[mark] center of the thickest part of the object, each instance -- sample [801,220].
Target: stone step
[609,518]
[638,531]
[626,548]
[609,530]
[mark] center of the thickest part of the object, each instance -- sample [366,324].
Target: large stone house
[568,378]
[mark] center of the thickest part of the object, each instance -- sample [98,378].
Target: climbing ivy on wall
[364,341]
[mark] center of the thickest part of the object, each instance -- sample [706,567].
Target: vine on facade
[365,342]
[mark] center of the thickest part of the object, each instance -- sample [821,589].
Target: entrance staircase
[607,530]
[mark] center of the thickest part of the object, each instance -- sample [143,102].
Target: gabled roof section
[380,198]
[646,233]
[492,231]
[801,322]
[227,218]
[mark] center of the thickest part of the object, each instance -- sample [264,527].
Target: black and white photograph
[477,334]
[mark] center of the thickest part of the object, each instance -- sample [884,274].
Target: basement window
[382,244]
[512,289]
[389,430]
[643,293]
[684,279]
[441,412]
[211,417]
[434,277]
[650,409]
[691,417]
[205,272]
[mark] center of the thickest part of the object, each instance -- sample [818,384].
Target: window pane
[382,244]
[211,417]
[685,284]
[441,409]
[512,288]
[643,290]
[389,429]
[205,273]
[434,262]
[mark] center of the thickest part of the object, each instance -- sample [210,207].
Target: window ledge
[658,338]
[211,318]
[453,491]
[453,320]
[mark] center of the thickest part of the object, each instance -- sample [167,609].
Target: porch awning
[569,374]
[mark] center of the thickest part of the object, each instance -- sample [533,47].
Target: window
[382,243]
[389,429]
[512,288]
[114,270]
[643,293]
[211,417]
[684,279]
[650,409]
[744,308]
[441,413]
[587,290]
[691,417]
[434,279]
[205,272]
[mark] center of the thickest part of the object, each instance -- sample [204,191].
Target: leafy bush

* [Exercise prompt] Extract all of the data shown above and repeat it verbatim.

* [Expected answer]
[mark] center of the thickest part of the object, each instance -- sample [801,220].
Target: stone step
[609,518]
[638,531]
[626,548]
[609,530]
[mark] center of the thickest part of the object, each instance -- sample [366,324].
Target: large stone house
[568,378]
[mark] center of the thickest part of the object, each instance -- sample [98,378].
Target: climbing ivy on wall
[364,341]
[mark] center of the thickest part of the object, each instance -- sample [706,567].
Target: vine on facade
[365,342]
[mark] center of the thickest part of the object, each instance -- sample [821,589].
Target: entrance staircase
[607,530]
[mark] center of the thickest part of the object, each instance -- sample [143,102].
Target: gabled roof section
[380,198]
[646,233]
[492,231]
[801,322]
[227,218]
[mark] center of the thickest part of the object, each instance -- sample [264,527].
Target: black and white photograph
[477,334]
[mark] center of the thickest part of the object, each instance -- sample [884,274].
Target: basement window
[382,244]
[512,289]
[389,430]
[643,293]
[684,279]
[441,412]
[211,417]
[434,277]
[650,409]
[691,417]
[205,272]
[mark] center of the thickest part of the object, each instance -- sample [818,384].
Target: window pane
[382,244]
[211,417]
[685,284]
[441,409]
[512,288]
[643,290]
[389,429]
[205,273]
[434,262]
[mark] center of the thickest part of the object, each instance -- sample [210,207].
Target: window ledge
[658,338]
[211,318]
[453,491]
[453,320]
[mark] center of the thickest part of the object, each instance -- sample [167,609].
Target: porch awning
[569,374]
[mark] center of the thickest part of the object, each instance -- sample [533,47].
Target: window
[382,243]
[389,429]
[512,288]
[114,270]
[643,293]
[211,417]
[684,279]
[650,409]
[744,308]
[441,413]
[587,290]
[691,417]
[434,279]
[205,272]
[mark] center of the thickest part of the object, each instance -- sample [204,191].
Target: leafy bush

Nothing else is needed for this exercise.